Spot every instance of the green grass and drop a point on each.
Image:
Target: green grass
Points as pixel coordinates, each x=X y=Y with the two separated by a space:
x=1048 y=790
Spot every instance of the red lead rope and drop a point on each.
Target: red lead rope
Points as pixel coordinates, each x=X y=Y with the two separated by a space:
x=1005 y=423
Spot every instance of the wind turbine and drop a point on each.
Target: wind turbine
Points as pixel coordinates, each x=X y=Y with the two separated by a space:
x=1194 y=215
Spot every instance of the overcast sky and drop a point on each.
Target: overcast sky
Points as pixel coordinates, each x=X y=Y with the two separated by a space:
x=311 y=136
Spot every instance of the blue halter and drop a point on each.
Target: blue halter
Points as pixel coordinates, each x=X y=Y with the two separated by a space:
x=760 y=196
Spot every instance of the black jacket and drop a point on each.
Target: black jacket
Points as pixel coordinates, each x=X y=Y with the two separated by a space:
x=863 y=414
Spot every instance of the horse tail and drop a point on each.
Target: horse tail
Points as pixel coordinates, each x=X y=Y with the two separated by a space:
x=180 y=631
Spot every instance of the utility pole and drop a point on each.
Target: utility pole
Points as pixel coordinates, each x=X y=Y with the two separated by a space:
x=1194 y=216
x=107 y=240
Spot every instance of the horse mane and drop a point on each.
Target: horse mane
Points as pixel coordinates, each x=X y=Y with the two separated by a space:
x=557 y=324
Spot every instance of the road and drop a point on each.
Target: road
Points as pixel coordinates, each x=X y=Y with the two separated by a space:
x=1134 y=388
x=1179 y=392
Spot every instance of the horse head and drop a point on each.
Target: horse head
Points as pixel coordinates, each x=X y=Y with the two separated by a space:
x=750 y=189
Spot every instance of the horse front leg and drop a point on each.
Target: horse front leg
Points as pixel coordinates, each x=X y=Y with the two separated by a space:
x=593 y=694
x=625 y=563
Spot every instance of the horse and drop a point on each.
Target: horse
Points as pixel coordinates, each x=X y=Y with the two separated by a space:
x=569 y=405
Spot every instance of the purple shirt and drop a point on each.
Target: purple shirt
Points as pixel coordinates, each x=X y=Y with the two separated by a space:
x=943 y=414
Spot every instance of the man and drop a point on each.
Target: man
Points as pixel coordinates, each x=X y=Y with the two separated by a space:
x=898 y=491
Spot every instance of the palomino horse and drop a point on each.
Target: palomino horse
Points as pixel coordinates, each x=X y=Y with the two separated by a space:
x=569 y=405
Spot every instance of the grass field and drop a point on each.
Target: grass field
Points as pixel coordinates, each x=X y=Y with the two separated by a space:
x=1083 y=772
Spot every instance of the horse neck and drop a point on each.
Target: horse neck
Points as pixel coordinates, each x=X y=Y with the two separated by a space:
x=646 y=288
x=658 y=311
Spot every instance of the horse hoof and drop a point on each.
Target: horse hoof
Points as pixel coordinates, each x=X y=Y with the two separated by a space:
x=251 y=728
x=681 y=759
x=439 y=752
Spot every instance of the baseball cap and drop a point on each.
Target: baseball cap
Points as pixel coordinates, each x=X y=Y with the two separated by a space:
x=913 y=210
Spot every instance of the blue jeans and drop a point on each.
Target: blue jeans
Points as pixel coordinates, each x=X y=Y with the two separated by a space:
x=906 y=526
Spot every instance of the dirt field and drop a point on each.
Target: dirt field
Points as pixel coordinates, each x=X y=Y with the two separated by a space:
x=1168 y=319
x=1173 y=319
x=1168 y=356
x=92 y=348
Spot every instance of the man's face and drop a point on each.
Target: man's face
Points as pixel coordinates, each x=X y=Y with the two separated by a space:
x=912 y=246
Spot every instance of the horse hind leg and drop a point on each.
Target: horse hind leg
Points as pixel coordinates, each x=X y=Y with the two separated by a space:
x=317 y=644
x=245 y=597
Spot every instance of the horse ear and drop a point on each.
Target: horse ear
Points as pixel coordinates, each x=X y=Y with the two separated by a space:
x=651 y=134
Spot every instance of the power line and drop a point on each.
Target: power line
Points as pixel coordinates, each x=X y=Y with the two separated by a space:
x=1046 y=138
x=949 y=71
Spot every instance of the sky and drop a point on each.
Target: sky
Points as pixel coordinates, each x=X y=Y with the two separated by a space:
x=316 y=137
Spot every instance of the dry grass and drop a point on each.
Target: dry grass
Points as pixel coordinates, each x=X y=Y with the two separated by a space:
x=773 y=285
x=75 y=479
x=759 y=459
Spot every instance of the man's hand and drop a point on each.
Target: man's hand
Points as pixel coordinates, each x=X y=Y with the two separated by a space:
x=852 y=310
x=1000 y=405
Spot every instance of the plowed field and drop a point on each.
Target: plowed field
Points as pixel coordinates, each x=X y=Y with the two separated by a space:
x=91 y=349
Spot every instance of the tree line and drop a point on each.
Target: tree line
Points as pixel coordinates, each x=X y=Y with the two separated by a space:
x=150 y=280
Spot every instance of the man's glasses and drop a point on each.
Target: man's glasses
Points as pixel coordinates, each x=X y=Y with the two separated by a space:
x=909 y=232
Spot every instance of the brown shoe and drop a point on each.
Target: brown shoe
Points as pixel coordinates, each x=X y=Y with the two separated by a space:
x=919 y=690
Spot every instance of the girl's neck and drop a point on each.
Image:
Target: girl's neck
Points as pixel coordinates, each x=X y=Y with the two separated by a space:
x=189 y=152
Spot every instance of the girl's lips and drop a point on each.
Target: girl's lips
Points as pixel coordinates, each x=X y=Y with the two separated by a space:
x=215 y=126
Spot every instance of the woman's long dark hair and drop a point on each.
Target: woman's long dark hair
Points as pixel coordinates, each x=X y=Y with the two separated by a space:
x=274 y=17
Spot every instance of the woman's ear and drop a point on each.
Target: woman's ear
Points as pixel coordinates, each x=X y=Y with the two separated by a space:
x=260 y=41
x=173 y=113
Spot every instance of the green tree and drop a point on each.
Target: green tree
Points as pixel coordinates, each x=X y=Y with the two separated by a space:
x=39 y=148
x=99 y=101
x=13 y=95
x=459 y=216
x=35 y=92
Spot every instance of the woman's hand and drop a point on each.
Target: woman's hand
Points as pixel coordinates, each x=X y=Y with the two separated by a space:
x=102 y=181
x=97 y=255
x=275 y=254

- - - - -

● Your objective
Every line above that includes the string "hand" needs to be copied.

● Finished exercise
Spot every instance of the man's hand and drop a point on each.
Target: man's hand
Spot every instance of the woman's hand and drop a point on each.
Target: woman's hand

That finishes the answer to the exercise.